DIRECTIONS FOR THIS TASK: Reproduce the records below verbatim, line by line, but leave out the pictures.

>> BEGIN THE RECORDS

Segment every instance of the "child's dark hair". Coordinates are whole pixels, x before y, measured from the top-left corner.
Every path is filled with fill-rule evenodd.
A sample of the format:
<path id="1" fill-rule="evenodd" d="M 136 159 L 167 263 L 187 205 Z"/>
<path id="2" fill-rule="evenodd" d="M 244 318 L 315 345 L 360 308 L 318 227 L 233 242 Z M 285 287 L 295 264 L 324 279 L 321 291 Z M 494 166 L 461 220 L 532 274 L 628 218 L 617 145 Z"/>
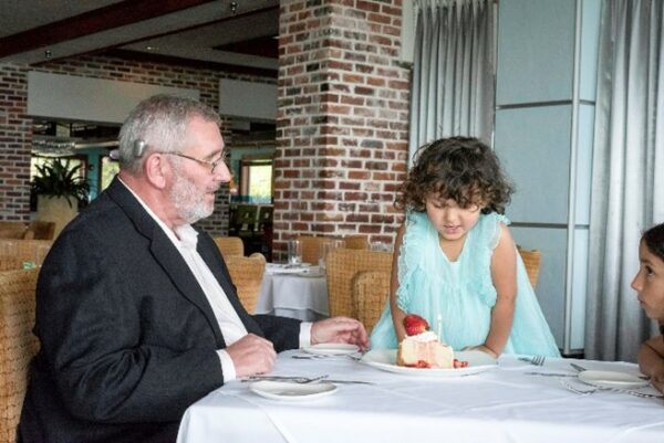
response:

>> END THE RECORDS

TASK RESPONSE:
Segment every instance of the "child's dark hair". Coordinates are whole pixels, x before y, measured from the top-left corner.
Every path is filled with fill-rule evenodd.
A sample of the format:
<path id="1" fill-rule="evenodd" d="M 136 159 L 167 263 L 187 205 Z"/>
<path id="2" fill-rule="evenodd" d="M 244 318 L 315 345 L 360 308 L 318 227 L 233 242 Z M 285 287 L 295 264 L 324 279 L 321 291 Z M 494 166 L 461 220 L 532 274 L 628 218 L 617 145 Z"/>
response:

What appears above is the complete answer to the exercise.